**WHAT TO DO:** Copy out all the data, word for word.

— start of MATERIAL PROVIDED —

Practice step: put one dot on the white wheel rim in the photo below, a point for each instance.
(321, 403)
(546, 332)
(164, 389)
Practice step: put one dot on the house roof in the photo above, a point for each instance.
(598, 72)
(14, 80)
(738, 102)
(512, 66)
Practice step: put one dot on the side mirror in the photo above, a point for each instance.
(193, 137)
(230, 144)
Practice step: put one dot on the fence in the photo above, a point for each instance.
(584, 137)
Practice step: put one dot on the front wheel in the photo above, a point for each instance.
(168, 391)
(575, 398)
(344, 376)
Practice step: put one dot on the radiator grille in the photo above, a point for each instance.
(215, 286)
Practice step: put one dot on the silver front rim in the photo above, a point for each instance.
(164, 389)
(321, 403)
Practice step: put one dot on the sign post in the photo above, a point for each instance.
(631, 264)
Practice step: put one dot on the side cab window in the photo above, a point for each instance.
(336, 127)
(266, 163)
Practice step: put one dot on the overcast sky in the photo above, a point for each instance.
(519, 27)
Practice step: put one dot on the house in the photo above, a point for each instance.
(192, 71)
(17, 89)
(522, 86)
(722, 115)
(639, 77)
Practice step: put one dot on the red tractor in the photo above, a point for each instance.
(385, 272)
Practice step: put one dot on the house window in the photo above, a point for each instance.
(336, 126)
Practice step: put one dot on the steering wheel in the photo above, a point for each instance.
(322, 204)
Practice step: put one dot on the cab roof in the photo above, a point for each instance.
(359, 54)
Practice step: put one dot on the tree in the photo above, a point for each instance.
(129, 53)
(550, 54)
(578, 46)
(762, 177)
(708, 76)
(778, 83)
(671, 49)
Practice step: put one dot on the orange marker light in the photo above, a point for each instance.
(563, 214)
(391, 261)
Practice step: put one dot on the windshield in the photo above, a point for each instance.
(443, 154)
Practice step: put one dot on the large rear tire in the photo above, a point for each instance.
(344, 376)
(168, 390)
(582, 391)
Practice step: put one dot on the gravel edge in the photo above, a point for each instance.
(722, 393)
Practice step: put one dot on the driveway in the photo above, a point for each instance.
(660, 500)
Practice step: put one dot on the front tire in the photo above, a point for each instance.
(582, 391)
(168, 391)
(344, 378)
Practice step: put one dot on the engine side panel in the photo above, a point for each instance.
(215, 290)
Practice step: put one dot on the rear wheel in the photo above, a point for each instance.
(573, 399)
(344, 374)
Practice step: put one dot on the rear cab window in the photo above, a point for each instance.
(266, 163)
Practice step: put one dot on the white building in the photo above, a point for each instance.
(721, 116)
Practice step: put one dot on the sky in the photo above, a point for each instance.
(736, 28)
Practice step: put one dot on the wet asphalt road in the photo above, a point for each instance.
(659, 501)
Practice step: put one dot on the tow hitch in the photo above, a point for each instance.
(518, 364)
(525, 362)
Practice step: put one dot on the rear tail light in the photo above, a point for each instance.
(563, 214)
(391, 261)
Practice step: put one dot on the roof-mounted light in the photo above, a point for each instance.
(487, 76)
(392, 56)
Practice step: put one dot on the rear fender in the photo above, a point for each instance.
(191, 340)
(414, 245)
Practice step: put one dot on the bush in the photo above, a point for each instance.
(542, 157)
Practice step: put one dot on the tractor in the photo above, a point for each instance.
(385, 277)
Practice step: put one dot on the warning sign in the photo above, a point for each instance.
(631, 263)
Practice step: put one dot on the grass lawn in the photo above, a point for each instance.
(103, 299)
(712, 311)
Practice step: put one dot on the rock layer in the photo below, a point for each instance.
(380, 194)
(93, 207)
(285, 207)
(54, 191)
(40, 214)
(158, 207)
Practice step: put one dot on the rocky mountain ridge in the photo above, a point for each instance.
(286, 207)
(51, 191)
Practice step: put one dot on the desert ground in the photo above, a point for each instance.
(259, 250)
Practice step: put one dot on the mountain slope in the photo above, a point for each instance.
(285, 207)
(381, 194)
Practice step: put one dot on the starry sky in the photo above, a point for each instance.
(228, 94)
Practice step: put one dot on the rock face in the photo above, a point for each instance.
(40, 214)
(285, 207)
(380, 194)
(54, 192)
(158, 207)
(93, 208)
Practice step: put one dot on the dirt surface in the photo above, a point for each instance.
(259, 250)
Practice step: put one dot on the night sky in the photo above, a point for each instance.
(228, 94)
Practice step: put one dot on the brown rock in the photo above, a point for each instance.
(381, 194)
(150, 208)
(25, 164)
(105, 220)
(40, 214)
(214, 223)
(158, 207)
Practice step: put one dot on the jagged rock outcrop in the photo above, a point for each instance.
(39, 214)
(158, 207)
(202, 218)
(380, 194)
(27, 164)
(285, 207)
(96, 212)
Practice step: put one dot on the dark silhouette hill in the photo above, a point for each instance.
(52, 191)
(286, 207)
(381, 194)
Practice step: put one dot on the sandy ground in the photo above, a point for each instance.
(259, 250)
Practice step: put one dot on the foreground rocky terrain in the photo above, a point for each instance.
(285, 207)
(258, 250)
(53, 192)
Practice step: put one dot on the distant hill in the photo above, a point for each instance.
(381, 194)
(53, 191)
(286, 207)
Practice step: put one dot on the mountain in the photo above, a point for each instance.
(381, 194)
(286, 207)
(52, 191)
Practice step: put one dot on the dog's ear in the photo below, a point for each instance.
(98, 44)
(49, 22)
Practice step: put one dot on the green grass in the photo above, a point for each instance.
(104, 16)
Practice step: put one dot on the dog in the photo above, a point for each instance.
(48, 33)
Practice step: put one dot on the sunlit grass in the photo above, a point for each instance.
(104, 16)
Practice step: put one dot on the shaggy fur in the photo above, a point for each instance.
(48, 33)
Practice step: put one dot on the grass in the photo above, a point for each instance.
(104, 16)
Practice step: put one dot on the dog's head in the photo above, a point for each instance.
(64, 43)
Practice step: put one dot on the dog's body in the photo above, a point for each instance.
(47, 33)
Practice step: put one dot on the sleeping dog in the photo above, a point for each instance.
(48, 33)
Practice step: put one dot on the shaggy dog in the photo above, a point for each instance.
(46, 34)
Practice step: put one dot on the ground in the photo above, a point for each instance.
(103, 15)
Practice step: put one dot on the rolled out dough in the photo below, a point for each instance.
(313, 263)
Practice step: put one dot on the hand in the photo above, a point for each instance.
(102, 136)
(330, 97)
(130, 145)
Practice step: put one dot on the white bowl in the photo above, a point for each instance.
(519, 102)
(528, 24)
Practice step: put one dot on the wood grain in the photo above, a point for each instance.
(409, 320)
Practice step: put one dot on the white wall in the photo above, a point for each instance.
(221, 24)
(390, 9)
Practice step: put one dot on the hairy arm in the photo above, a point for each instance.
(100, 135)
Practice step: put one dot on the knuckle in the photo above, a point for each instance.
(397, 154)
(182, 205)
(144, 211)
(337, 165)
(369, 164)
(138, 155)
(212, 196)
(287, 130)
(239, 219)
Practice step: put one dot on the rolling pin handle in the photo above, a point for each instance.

— end of MATERIAL PROVIDED —

**ANSWER FOR THE TASK:**
Practice step: put one dot on the white wheel rim in the photo below, a point for each instance.
(321, 403)
(546, 332)
(164, 389)
Practice step: put one dot on the house roof in the photo above, a point for each instance.
(598, 72)
(14, 80)
(738, 102)
(512, 66)
Practice step: put one dot on the side mirror in the photo above, a point for each instance.
(193, 137)
(230, 144)
Practice step: put one dot on the fence in the photo above, a point for each instance.
(584, 137)
Practice step: put one dot on the front wheel in the photo above, a point for each instance.
(168, 391)
(575, 398)
(344, 376)
Practice step: put one dot on the radiator grille in the photo above, a point for each instance.
(215, 286)
Practice step: put one dot on the silver front rim in the photo above, a point for each instance.
(164, 389)
(321, 403)
Practice step: put one dot on the sign post in the photo above, a point for each instance.
(631, 264)
Practice step: put one dot on the side cab window in the photo above, a point for each instance.
(336, 127)
(266, 163)
Practice step: put one dot on the overcast sky in the photo above, a point for each instance.
(519, 27)
Practice step: put one dot on the house in the photo above, a point for each instance.
(192, 71)
(17, 89)
(522, 86)
(722, 115)
(639, 77)
Practice step: put one dot on the red tractor in the photo above, a point for each instance.
(385, 272)
Practice step: put one dot on the house window in the photo above, a point for each instance.
(336, 126)
Practice step: put one dot on the steering wheel in the photo above, a point for each instance.
(322, 204)
Practice step: put one dot on the cab roof in the photo above, a point for each instance.
(359, 54)
Practice step: put one dot on the tree in the photo above, a point for each instance.
(129, 53)
(550, 54)
(578, 46)
(762, 177)
(708, 76)
(778, 83)
(671, 49)
Practice step: put one dot on the orange marker light in the photo above, a point for each instance.
(563, 214)
(391, 261)
Practice step: put one dot on the windshield in the photo above, a point for each instance.
(443, 154)
Practice step: put one dot on the large rear tire in the photo above, a point for each instance.
(344, 376)
(168, 390)
(582, 391)
Practice step: put one dot on the gravel edge in the photo above, a point for each instance.
(722, 393)
Practice step: put one dot on the driveway in the photo above, a point for each instance.
(660, 500)
Practice step: put one dot on the front tire in the photo above, a point for each instance.
(582, 391)
(168, 391)
(344, 378)
Practice step: put one dot on the engine side panel in the photo above, a point for each instance.
(215, 290)
Practice step: put one dot on the rear wheel in the photo above, a point for each instance.
(573, 399)
(344, 374)
Practice step: put one dot on the rear cab window in the photo above, a point for each instance.
(266, 163)
Practice step: put one dot on the white building in the photo above, a point for each instance.
(721, 116)
Practice step: put one dot on the sky in the photo above, a point for each instance.
(736, 28)
Practice step: put one dot on the wet asphalt road in the photo above, a point for each instance.
(659, 501)
Practice step: put one dot on the tow hitch in the photo above, a point for each instance.
(518, 364)
(525, 362)
Practice step: put one dot on the rear tail light in the photo above, a point for each instance.
(563, 214)
(391, 261)
Practice step: put one dot on the roof-mounted light in the photo above, a point for each instance.
(487, 76)
(392, 56)
Practice step: put one dot on the rear fender in the photo above, a point for each instance.
(191, 340)
(414, 245)
Practice step: put one dot on the bush in the photo above, a point for each instance.
(542, 157)
Practice step: put one dot on the tractor in the photo above, a point for each instance.
(385, 277)
Practice step: put one dot on the warning sign in the photo above, a point for each instance.
(631, 263)
Practice step: put one dot on the grass lawn in the photo above, a point for each instance.
(103, 299)
(712, 311)
Practice step: put one dot on the rock layer in the photo below, a point for each instance.
(380, 194)
(93, 207)
(285, 207)
(54, 191)
(40, 214)
(158, 207)
Practice step: put one dot on the rocky mountain ridge in the photo above, a point for each instance.
(286, 207)
(51, 191)
Practice step: put one dot on the desert ground in the photo above, a point for each instance.
(259, 250)
Practice step: put one dot on the mountain slope in the photo above, a point for each instance.
(285, 207)
(381, 194)
Practice step: put one dot on the starry sky in the photo above, a point for each instance.
(228, 94)
Practice step: put one dot on the rock face in the photo above, a point for each instance.
(40, 214)
(285, 207)
(380, 194)
(54, 192)
(158, 207)
(93, 208)
Practice step: put one dot on the dirt surface in the photo above, a point for each instance.
(259, 250)
Practice step: put one dot on the night sky in the photo above, a point for each instance.
(228, 94)
Practice step: put one dot on the brown rock in the photo above, a point for each instance.
(381, 194)
(150, 208)
(25, 164)
(105, 220)
(40, 214)
(214, 223)
(158, 207)
Practice step: put one dot on the jagged rock outcrop in the photo above, a point for each instance.
(39, 214)
(158, 207)
(202, 218)
(380, 194)
(27, 164)
(285, 207)
(96, 212)
Practice step: put one dot on the dark silhouette hill in the photo above, a point for each instance.
(52, 191)
(286, 207)
(381, 194)
Practice step: put one dot on the sandy ground in the photo above, a point for each instance.
(259, 250)
Practice step: put one dot on the foreground rocky terrain in the photo above, a point for each instance.
(285, 207)
(258, 250)
(53, 192)
Practice step: put one dot on the distant hill in the photo above, a point for each instance.
(381, 194)
(53, 191)
(286, 207)
Practice step: put one dot on the mountain in the photo above, a point for each instance.
(381, 194)
(286, 207)
(52, 191)
Practice step: put one dot on the dog's ear in the photo below, a point for each instance.
(98, 44)
(49, 22)
Practice step: put one dot on the green grass in the photo above, a point for each instance.
(104, 16)
Practice step: put one dot on the dog in the photo above, a point for each instance.
(48, 33)
Practice step: put one dot on the sunlit grass in the photo above, a point for each instance.
(104, 16)
Practice step: put one dot on the shaggy fur in the photo above, a point for each instance.
(48, 33)
Practice step: put one dot on the grass in the photo above, a point for each instance.
(104, 16)
Practice step: put one dot on the dog's head in the photo above, a point for each instance.
(64, 43)
Practice step: put one dot on the dog's body in the photo above, a point for each instance.
(47, 33)
Practice step: put one dot on the sleeping dog in the photo above, a point for each instance.
(48, 33)
Practice step: put one dot on the shaggy dog in the photo above, a point for each instance.
(46, 34)
Practice step: put one dot on the ground in the photo above, a point for each instance.
(103, 15)
Practice step: put one dot on the rolled out dough in the photo below, a point for each instance.
(313, 263)
Practice step: put one dot on the hand in the photo above, a point for each instance.
(102, 136)
(330, 97)
(130, 145)
Practice step: put one dot on the white bowl in the photo above, a point for each instance.
(519, 102)
(528, 24)
Practice step: put one dot on the wood grain in the photo above, a point for each instance.
(409, 320)
Practice step: put one dot on the white wall in the photo above, a point for each instance.
(221, 24)
(390, 9)
Practice step: put one dot on the hairy arm in the photo above, a point for each instance.
(100, 135)
Practice step: put one dot on the knuckle in the photo above, a point for each instance.
(397, 154)
(182, 205)
(144, 211)
(337, 165)
(369, 164)
(138, 155)
(212, 196)
(287, 130)
(239, 219)
Practice step: put one dot on the rolling pin handle in the photo above, a point for each instance.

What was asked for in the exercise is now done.